Questions.
1 – Answer these questions from the research summary on RP1 gene therapy:
(a) How many genes have been identified to harbor mutations that lead to RP?
(b) Which domains, vital for microtubule binding, does nRP1 maintain?
(c) In Aim 1, in what systems will the function of nRP1 be characterized?
2 – Extend the research summary on RP1 gene therapy, picking up after its final sentence.

Reading passage.
---+---

Inherited retinal dystrophies (IRDs) are associated with a wide range of phenotypes affecting individuals from early childhood to late adulthood. Retinitis pigmentosa (RP), the most common IRD, is characterized by progressive retinal degeneration, often leading to complete loss of vision. Currently, 60 genes have been identified to harbor mutations that lead to RP. Mutations in the Retinitis pigmentosa 1 (RP1) gene are the third most common cause of RP. RP1 is a microtubule associated protein that localizes to the axoneme of photoreceptor outer segments, and mutations in RP1 cause both autosomal dominant and autosomal recessive RP via a dominant negative mechanism. These properties make RP1 an attractive target for gene therapy. While adeno-associated virus (AAV)-mediated gene delivery is well-studied, and has been shown to be a robust and effective gene therapy method, RP1 is too large to be packaged into the AAV capsid, necessitating the identification of an alternative strategy. Using RNA-Seq, we have comprehensively characterized the retinal transcriptomes from both mouse and human, identifying a conserved minor isoform of RP1 (nRP1). nRP1 contains an open reading frame that is roughly half the length of the major RP1 isoform, making it amenable to packaging into AAV. Importantly, it maintains the doublecortin domains vital for microtubule binding. Our preliminary studies have shown that nRP1 localizes to microtubules in vitro and to the axoneme in vivo, suggesting it is functionally similar to the canonical RP1. We hypothesize that nRP1 is functionally homologous to canonical RP1, and it can be used as an alternative gene therapy strategy to treat RP1-associated RP.
In Aim 1, we will comprehensively characterize the function of nRP1 in both in vitro and in vivo systems. This will provide one of the first functional characterizations of a minor isoform of any IRD gene.

---+---

Supplied records.
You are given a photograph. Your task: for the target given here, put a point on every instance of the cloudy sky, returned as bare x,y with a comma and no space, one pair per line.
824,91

---+---

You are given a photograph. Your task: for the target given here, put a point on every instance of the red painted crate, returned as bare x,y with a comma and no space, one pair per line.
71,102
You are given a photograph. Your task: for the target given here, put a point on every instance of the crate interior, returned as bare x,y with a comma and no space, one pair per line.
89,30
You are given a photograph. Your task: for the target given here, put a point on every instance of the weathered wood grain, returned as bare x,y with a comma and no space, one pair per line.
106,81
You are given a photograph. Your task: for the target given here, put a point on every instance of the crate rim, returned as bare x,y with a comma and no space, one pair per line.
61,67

---+---

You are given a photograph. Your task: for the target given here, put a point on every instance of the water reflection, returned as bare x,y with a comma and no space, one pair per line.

---+---

Numbered responses.
1 –
(a) 60 genes.
(b) The doublecortin domains.
(c) In both in vitro and in vivo systems.

2 –
In Aim 2, we will continue our complete characterization of nRP1 by generating a transgenic mouse model. This will serve two purposes: 1) to study endogenous expression of nRP1, and 2) to be used to determine the therapeutic potential of nRP1 in the next Aim.
In Aim 3, we will test the therapeutic potential of nRP1 by crossing our transgenic line developed in Aim 2 with a dominant and recessive Rp1-mutant model. By introducing nRP1 using a transgenic mouse model, rather than using AAV, we will be able to better determine functional and morphological rescue, as the whole eye will be expressing nRP1, rather than isolated expression at the site of an AAV injection. This proposal is an important first step in determining the function and therapeutic potential of nRP1. Further, this work will serve as a template for other IRD genes that are too large to be packaged into AAV.
Gene therapy for inherited retinal dystrophies has proven to be an effective and safe treatment. The goal of the proposed research is to investigate the use of a novel, small RP1 isoform as a replacement for the canonical, AAV-incompatible isoform, thus creating an alternative gene therapy strategy for RP1-associate retinitis pigmentosa, a currently untreatable disease.